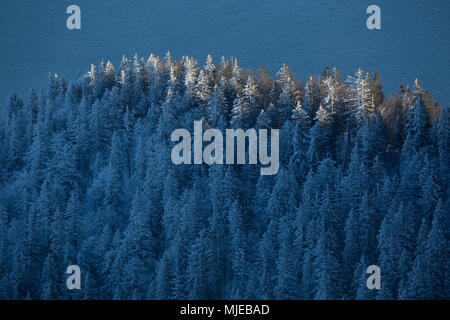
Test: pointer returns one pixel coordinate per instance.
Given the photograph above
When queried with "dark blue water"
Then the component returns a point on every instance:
(306, 34)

········

## [Your instructions]
Copy the material above line for line, leaving out the pictures.

## [Output of the task]
Test: pointer returns one pixel coordinate per instance.
Given the photograph above
When queried with "dark blue water"
Then the component returns a point on every instance:
(306, 34)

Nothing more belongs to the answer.